When talking of the Slasher subgenre, Alfred Hitchock’s Pscyho (1960) is generally cited as the birth of the Slasher film, thus making Norman Bates (Anthony Perkins) the first Slasher. But Peeping Tom, which embodies even more future Slasher tropes, was released several months prior to Psycho. And take Thirteen Women, about the ex-sisters of a sorority who begin to die off one by one – under the sinister machinations of Myrna Loy, who the sorority cruelly snubbed years earlier because of her mixed race – until only Irene Dunne is left standing. Guess when that film came out? 1932. Throw some boobs and a few buckets of red-dyed karo syrup in there and Thirteen Women would have been right at home in 1980. (I now await the Platinum Dunes remake.) Psycho’s massive success may have made it the most immediately influential proto-Slasher film, but Thirteen Women shows that even back during the heyday of the Universal Monsters, the early ancestors of the Slasher were sneaking around like tiny mammals in the age of dinosaurs.
On paper most Slasher films read like murder-mysteries or thrillers. After all, Agatha Christie’s And Then There Were None (originally published in 1939 in the UK under the title Ten Little Niggers) – about a group of people gathered in a remote locale who are mysteriously bumped off one-by-one in a situation where one of our core characters must be the killer – is clearly the template for one of the more conventional Slasher film structures. So what makes Slasher films horror movies? And what separates a Slasher horror movie from a serial killer thriller?

■ **Data listing**
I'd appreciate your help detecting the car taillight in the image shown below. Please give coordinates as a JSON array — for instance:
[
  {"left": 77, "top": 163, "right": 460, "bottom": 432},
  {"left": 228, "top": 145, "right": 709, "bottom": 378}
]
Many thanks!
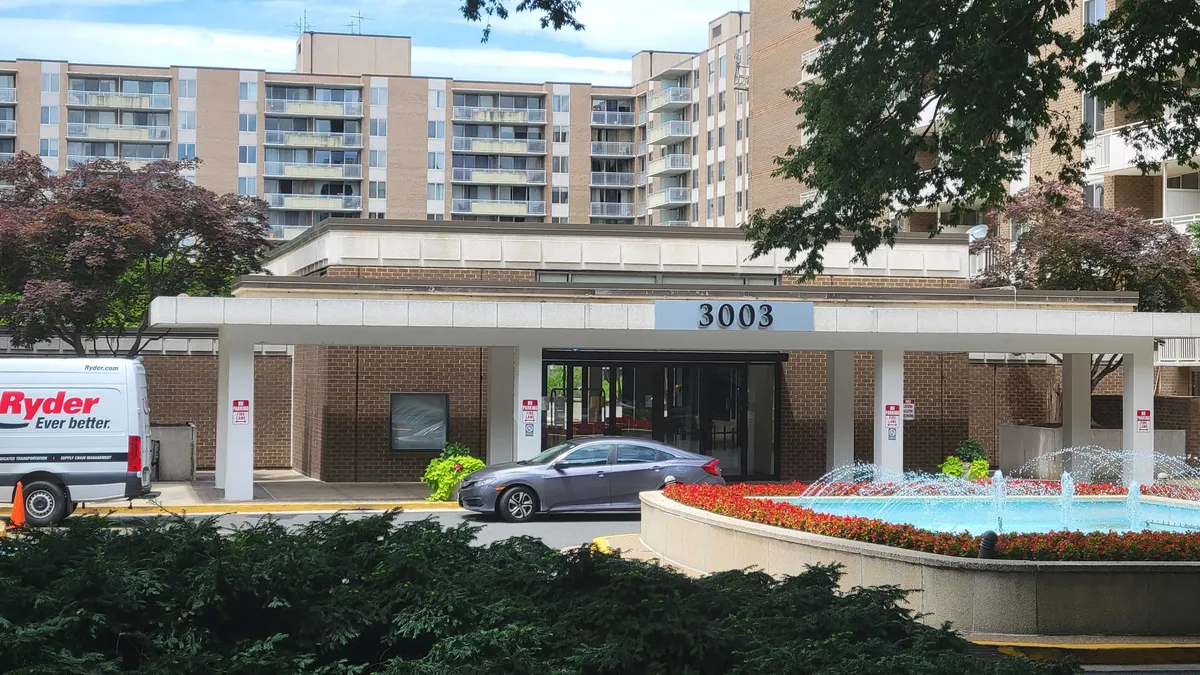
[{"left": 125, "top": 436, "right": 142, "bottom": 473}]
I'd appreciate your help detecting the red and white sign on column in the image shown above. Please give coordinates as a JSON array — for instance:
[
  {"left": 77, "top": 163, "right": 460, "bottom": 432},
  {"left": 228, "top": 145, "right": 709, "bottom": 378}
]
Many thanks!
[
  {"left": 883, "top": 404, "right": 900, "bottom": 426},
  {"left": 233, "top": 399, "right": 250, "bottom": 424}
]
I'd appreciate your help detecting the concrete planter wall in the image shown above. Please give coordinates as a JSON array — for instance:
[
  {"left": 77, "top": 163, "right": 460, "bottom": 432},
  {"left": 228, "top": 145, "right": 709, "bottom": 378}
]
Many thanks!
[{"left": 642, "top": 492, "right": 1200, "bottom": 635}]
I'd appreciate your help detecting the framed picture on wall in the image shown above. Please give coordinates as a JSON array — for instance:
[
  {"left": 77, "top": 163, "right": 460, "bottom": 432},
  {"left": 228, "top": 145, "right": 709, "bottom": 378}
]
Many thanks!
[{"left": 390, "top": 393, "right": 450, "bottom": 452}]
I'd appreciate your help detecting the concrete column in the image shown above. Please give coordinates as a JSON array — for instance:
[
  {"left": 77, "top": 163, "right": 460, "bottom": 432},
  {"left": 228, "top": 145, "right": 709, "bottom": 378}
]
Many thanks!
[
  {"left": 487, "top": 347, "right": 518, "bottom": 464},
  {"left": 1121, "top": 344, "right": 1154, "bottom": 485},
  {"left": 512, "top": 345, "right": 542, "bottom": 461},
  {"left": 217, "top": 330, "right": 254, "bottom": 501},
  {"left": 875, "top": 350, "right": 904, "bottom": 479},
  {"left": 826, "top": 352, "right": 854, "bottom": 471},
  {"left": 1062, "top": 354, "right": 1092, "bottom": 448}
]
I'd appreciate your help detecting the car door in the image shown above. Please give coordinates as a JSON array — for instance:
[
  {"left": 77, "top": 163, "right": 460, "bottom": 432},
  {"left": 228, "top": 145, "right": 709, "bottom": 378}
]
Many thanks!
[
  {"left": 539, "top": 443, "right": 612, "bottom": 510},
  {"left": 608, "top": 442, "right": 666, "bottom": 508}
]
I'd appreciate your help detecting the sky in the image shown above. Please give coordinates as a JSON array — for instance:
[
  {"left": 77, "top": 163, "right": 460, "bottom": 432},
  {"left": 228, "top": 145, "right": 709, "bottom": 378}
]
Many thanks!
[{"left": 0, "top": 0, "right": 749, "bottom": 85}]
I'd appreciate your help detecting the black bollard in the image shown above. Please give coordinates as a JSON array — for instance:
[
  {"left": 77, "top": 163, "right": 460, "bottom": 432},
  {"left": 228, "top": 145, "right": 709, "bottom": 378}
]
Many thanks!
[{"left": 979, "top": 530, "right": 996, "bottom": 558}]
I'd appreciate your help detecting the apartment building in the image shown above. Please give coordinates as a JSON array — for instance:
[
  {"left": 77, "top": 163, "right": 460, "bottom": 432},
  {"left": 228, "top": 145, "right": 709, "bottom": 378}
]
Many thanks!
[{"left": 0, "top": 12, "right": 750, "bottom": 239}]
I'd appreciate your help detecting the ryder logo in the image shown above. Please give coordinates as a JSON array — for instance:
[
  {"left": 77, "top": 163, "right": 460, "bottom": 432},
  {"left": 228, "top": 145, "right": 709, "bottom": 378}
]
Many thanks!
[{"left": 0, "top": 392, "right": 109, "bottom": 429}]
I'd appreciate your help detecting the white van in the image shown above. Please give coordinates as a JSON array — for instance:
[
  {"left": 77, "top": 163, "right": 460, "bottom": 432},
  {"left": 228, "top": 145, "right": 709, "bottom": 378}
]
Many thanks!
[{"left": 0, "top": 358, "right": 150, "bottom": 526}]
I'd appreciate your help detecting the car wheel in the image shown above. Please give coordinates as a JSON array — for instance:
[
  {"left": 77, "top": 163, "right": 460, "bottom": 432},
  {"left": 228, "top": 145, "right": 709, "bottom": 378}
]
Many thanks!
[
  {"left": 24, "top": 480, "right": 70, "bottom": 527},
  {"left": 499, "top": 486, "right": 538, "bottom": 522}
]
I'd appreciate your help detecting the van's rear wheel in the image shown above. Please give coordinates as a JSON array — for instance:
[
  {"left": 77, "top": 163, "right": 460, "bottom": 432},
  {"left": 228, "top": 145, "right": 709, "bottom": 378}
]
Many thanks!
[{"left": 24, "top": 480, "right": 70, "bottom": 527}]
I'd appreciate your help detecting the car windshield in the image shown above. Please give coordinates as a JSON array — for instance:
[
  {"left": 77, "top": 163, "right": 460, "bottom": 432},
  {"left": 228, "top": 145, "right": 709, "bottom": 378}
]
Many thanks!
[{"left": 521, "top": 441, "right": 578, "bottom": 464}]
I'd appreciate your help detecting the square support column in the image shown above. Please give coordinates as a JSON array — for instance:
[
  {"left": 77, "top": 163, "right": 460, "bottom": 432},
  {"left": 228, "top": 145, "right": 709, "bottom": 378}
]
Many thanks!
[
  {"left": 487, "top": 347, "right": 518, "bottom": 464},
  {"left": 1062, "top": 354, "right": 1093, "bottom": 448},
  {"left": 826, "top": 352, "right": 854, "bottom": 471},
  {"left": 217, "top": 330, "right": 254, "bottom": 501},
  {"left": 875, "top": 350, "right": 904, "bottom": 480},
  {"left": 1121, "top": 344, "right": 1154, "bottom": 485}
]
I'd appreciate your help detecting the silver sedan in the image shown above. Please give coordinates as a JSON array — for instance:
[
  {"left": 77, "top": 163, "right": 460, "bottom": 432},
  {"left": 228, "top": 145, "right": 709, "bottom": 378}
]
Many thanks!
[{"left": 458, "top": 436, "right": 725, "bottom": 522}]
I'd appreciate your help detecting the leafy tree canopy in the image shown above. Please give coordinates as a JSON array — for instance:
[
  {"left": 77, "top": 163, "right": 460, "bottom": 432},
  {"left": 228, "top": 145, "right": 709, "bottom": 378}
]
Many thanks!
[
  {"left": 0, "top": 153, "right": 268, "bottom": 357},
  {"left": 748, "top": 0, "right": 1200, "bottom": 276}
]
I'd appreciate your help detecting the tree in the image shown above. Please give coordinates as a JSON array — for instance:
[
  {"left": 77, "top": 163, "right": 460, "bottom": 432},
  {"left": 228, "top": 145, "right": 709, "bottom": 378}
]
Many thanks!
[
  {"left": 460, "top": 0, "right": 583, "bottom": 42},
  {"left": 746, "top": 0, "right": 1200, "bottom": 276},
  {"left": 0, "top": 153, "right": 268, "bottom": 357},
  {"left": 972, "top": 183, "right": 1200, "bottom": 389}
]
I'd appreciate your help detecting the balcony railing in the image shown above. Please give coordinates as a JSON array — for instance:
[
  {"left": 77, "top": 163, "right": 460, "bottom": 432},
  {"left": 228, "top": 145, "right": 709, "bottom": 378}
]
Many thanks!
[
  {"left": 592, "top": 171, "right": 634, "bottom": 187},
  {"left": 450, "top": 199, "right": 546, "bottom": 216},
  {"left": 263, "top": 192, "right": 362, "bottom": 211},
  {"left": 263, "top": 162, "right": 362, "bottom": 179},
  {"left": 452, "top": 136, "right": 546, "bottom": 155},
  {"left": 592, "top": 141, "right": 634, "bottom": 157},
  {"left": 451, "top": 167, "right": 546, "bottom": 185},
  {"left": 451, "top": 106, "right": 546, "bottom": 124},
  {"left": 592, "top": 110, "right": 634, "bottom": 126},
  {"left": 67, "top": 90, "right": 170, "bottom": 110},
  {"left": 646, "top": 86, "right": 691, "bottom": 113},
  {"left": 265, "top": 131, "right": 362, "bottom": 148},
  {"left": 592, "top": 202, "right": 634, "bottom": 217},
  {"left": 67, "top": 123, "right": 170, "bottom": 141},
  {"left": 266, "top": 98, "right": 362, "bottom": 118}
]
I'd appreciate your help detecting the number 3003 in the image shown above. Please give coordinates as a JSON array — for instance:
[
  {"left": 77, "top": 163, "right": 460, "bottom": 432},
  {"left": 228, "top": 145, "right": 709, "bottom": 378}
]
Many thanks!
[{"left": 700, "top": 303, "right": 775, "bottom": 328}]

■ **Short exercise**
Transcribe the passage on Slasher films word for word, starting at "On paper most" and ending at "serial killer thriller?".

■ **Final result**
On paper most Slasher films read like murder-mysteries or thrillers. After all, Agatha Christie’s And Then There Were None (originally published in 1939 in the UK under the title Ten Little Niggers) – about a group of people gathered in a remote locale who are mysteriously bumped off one-by-one in a situation where one of our core characters must be the killer – is clearly the template for one of the more conventional Slasher film structures. So what makes Slasher films horror movies? And what separates a Slasher horror movie from a serial killer thriller?